:: Quoted passage ::
— Start —
Class BuildJunkTrainingData
Script groups are derived entirely from the data: for each language directory
the dominant Unicode script is detected by histogramming Character.UnicodeScript
over a sample of sentences (COMMON, INHERITED, and UNKNOWN pseudo-scripts excluded).
Languages that share the same dominant script are pooled. No script groups are
hardcoded.
The total byte budget is distributed across script groups proportionally to each group's empirical byte-bigram entropy, measured from a small sample. Scripts with high entropy (e.g. CJK, which has thousands of distinct 3-byte codepoints) receive a proportionally larger allocation than low-entropy scripts (e.g. Arabic, whose UTF-8 high bytes cluster in a narrow 0xD8-0xDB range). This ensures every script's bigram table is estimated with comparable statistical quality regardless of character-set size.
Within each script group the byte budget is distributed evenly across its member languages, ensuring diversity (no single language dominates).
Input format (sentences_madlad.txt and sentences_wikipedia.txt):
lineNum TAB text, UTF-8. MADLAD records contain literal \n escape
sequences as sub-sentence separators (full scraped documents); Wikipedia records
are individual sentences. Both are split/cleaned to sentence-level strings.
Output:
output-dir/
{script}.train.gz — 80% split, one NFC-normalised sentence per line
{script}.dev.gz — 10% split, used for calibration (mu/sigma)
{script}.test.gz — 10% split, held out for final evaluation only
manifest.tsv — per-script stats: entropy, budget, bytes written, languages
Usage:
java BuildJunkTrainingData \
--data-dir ~/datasets/madlad/data \
--output-dir ~/datasets/madlad/junkdetect \
[--total-budget-bytes 50000000]
-
Constructor Summary
Constructors -
Method Summary
-
Constructor Details
-
BuildJunkTrainingData
public BuildJunkTrainingData()
-
-
Method Details
-
main
- Throws:
IOException
-
— End —
:: Task brief ::
Repeat the class documentation word for word from "Input format (sentences_madlad.txt" to "to sentence-level strings.". The lines after this point bear no relation to the class documentation.

:: Collected data ::
— Start —
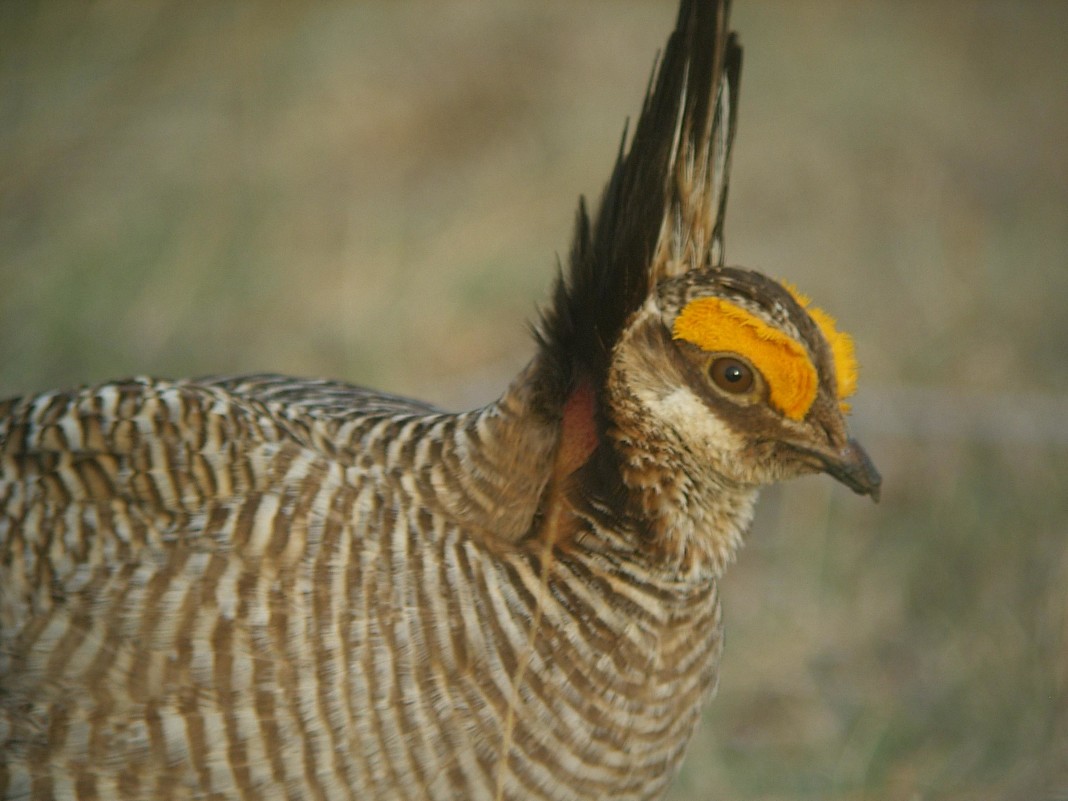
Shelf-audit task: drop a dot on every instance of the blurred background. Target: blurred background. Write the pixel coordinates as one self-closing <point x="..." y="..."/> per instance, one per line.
— End —
:: Finished task ::
Input format (sentences_madlad.txt and sentences_wikipedia.txt):
lineNum TAB text, UTF-8. MADLAD records contain literal \n escape
sequences as sub-sentence separators (full scraped documents); Wikipedia records
are individual sentences. Both are split/cleaned to sentence-level strings.